**Exercise brief:** How many rows below contain the string "brown"? Treat uppercase and lowercase as different, and reply with the number only.

┏━━

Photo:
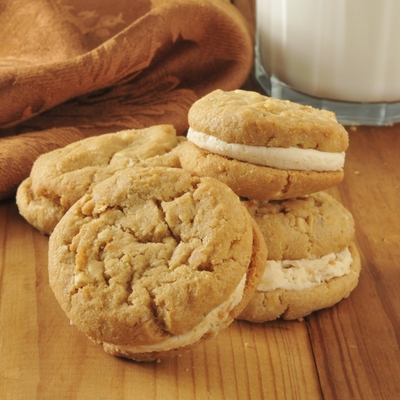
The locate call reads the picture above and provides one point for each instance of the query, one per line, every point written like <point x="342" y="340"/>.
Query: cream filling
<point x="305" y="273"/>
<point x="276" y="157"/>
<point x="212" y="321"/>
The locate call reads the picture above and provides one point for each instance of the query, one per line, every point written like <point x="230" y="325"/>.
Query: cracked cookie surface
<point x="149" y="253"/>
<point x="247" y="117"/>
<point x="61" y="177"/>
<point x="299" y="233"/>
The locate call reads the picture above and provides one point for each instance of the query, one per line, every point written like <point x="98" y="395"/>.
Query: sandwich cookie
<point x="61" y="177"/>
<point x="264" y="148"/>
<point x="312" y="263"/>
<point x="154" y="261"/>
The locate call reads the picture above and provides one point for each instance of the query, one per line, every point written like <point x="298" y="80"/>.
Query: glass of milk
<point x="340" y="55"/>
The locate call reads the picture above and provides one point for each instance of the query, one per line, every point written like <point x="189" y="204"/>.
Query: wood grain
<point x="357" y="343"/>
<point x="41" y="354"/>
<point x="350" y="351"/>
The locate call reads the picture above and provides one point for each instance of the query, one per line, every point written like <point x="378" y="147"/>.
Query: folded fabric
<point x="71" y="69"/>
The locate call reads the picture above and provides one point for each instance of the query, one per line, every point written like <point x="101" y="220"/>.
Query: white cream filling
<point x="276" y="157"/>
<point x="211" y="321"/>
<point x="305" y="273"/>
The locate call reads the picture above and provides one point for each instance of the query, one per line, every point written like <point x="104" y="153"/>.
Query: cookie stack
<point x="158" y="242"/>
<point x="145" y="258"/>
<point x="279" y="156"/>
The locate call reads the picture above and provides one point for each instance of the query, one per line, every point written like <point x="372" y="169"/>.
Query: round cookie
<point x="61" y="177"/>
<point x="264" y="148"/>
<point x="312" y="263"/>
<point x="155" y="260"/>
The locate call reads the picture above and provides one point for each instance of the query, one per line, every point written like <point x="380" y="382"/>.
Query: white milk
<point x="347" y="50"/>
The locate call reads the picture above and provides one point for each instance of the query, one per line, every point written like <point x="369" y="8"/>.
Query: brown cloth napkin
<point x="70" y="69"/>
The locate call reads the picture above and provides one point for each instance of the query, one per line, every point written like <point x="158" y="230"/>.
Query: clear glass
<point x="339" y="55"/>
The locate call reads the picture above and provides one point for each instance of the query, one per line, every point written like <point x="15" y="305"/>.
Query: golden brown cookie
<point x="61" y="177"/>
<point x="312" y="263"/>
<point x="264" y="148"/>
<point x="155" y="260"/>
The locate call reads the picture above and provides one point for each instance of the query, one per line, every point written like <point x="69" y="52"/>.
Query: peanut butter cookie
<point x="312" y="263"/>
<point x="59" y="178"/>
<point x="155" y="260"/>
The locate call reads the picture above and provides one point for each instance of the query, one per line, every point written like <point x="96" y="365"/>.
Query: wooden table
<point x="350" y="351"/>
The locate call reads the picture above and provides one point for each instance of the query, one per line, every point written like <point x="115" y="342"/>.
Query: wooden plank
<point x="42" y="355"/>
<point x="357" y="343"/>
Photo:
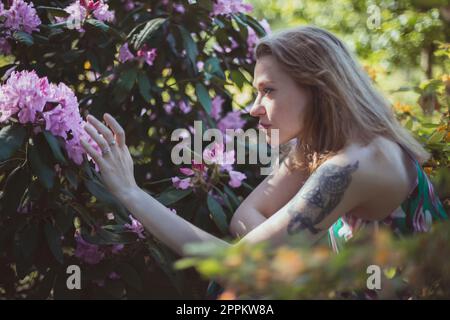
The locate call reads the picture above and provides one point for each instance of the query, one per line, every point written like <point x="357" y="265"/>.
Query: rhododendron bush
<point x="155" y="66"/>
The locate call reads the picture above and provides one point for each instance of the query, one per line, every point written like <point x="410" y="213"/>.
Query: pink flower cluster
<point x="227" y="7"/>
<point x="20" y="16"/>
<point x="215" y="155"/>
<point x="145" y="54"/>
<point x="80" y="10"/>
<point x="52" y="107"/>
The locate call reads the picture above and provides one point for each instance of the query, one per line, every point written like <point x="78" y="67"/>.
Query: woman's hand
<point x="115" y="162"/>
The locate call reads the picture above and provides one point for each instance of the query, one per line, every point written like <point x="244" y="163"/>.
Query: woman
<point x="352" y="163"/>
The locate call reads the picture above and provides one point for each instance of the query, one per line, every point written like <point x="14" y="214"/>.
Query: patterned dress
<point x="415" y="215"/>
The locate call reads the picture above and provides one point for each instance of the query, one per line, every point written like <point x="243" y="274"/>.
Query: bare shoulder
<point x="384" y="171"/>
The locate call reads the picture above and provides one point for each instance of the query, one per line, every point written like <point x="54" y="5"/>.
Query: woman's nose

┗━━
┏━━

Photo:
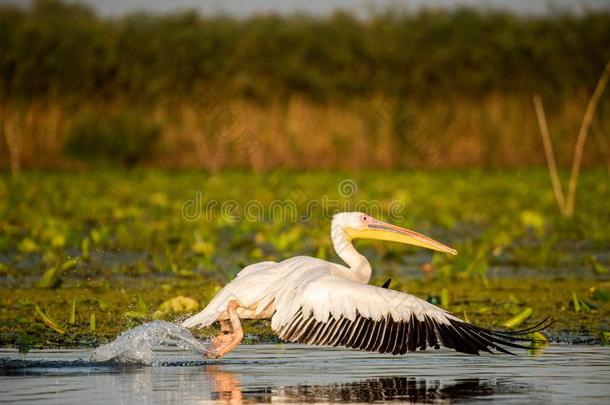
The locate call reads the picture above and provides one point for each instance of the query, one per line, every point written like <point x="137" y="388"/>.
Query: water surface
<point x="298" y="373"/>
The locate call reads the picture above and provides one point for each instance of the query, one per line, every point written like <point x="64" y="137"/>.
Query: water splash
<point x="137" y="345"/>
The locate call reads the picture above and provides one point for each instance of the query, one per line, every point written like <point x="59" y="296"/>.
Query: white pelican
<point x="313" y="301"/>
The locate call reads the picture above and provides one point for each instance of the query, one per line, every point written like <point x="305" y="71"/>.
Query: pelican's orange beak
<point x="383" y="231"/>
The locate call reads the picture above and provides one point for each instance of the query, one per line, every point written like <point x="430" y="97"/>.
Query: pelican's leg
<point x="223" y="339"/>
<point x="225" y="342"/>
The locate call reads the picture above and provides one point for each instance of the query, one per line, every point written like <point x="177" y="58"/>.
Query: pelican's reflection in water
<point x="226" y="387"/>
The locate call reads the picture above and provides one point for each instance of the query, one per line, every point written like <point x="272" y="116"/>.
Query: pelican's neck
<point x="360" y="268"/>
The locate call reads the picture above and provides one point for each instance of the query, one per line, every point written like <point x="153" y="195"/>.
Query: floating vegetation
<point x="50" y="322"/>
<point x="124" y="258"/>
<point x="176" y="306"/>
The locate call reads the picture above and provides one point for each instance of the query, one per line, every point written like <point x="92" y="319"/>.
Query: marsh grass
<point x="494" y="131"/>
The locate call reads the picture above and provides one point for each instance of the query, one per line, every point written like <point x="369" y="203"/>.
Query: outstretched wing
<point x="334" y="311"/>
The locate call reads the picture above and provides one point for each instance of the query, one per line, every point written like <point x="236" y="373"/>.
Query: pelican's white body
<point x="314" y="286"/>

┗━━

**Correct result:** 2